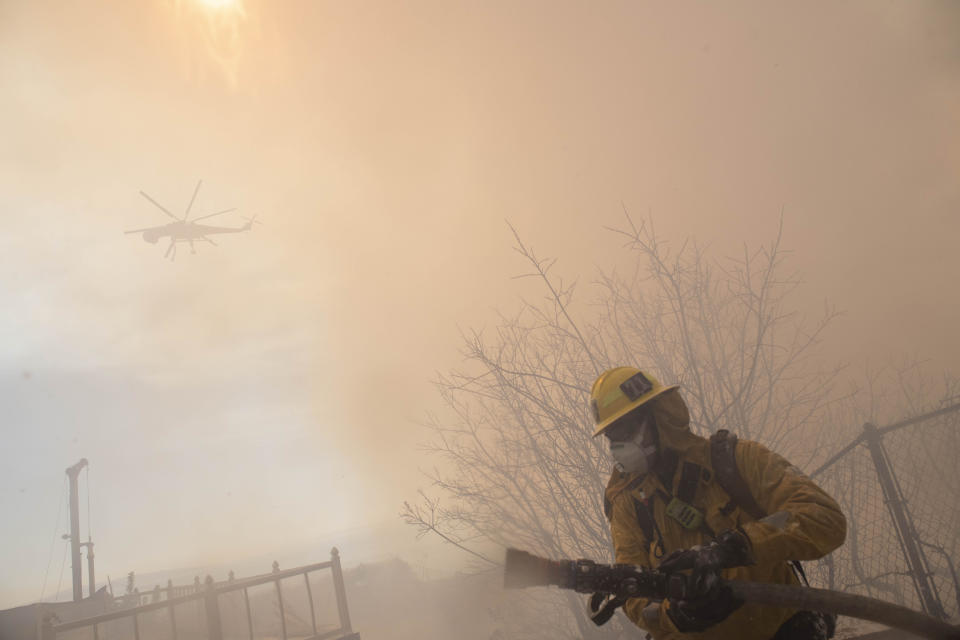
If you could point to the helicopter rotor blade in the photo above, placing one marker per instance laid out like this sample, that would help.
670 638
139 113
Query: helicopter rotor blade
158 205
190 206
210 215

◆ ◆ ◆

## WHAT NEEDS TO BE DONE
All of the data should come back exactly as written, but without pictures.

## RESULT OF THIS EXERCISE
If you could point to the helicopter rotor blade in the photo above, placing one marker per instance laid out like this sample, that would help.
670 638
139 113
Query: helicopter rotor blade
158 205
190 206
210 215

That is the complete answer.